**MATERIAL SUPPLIED**:

>> start

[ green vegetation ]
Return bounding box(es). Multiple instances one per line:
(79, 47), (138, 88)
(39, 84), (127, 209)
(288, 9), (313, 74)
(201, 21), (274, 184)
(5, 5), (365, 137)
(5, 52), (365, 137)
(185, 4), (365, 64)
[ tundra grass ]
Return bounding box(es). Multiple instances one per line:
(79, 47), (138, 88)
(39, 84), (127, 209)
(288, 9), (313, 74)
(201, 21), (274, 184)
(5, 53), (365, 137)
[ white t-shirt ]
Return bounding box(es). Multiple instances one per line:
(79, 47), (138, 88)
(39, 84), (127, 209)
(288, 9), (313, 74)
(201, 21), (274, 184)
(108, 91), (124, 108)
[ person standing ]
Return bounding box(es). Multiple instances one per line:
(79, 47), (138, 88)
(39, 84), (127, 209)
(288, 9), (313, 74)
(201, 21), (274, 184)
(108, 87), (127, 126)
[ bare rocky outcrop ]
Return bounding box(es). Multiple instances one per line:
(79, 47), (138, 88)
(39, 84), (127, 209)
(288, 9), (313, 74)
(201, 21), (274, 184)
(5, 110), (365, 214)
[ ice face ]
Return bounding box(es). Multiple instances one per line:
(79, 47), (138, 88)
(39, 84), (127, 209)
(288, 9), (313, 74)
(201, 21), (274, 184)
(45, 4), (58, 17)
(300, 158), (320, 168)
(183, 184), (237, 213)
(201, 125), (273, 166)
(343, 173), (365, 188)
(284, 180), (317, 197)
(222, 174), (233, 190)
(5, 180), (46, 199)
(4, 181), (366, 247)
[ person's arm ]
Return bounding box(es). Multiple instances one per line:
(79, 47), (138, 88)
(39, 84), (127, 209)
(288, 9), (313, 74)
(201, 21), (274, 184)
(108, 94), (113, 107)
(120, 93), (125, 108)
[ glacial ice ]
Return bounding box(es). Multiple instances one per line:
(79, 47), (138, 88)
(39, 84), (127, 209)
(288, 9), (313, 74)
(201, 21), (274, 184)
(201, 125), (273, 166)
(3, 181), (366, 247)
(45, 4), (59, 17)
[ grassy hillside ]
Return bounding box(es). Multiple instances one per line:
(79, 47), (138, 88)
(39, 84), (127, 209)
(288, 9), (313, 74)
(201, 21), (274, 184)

>> end

**THE PROBLEM**:
Could you swap "Multiple" for "Several" in every one of the items above and repeat them with nothing else changed?

**RESULT BELOW**:
[ green vegetation ]
Return bounding box(es). Several instances one per line:
(79, 47), (138, 88)
(39, 84), (127, 209)
(288, 9), (313, 74)
(201, 21), (274, 184)
(5, 5), (365, 137)
(5, 52), (365, 137)
(185, 4), (365, 64)
[ tundra grass ]
Return bounding box(es). Several instances one per line:
(79, 47), (138, 88)
(39, 84), (127, 209)
(288, 9), (313, 74)
(201, 21), (274, 184)
(5, 53), (365, 137)
[ white t-shirt ]
Return bounding box(es). Several instances one per line:
(79, 47), (138, 88)
(39, 84), (127, 209)
(288, 9), (313, 74)
(201, 21), (274, 184)
(108, 91), (124, 108)
[ person standing ]
Return bounding box(es). Several instances one per line:
(79, 47), (138, 88)
(39, 84), (127, 209)
(288, 9), (313, 74)
(201, 21), (274, 184)
(108, 87), (127, 126)
[ bare rocky outcrop ]
Return bounding box(es). Several instances one per line:
(79, 47), (138, 88)
(39, 84), (127, 209)
(288, 9), (313, 74)
(201, 21), (274, 184)
(5, 110), (365, 214)
[ ice face ]
Return bounding box(es). Several instances one per line:
(79, 47), (138, 88)
(39, 84), (127, 209)
(288, 9), (313, 74)
(201, 21), (274, 184)
(45, 4), (58, 17)
(300, 158), (320, 168)
(183, 184), (237, 213)
(201, 125), (273, 166)
(343, 173), (365, 188)
(284, 180), (317, 197)
(222, 174), (233, 190)
(5, 180), (46, 199)
(4, 181), (366, 247)
[ person's arm ]
Return bounding box(es). Several instances one per line:
(79, 47), (138, 88)
(39, 84), (127, 209)
(288, 9), (313, 74)
(201, 21), (274, 184)
(108, 94), (113, 107)
(120, 93), (125, 108)
[ glacial ice ]
Return bounding box(es). Several instances one per line:
(79, 47), (138, 88)
(39, 84), (127, 209)
(288, 9), (313, 74)
(201, 21), (274, 184)
(201, 125), (273, 166)
(3, 181), (366, 247)
(45, 4), (59, 17)
[ grassy hillside ]
Return bounding box(es). Several instances one per line:
(79, 47), (138, 88)
(39, 84), (127, 209)
(288, 9), (313, 74)
(201, 21), (274, 184)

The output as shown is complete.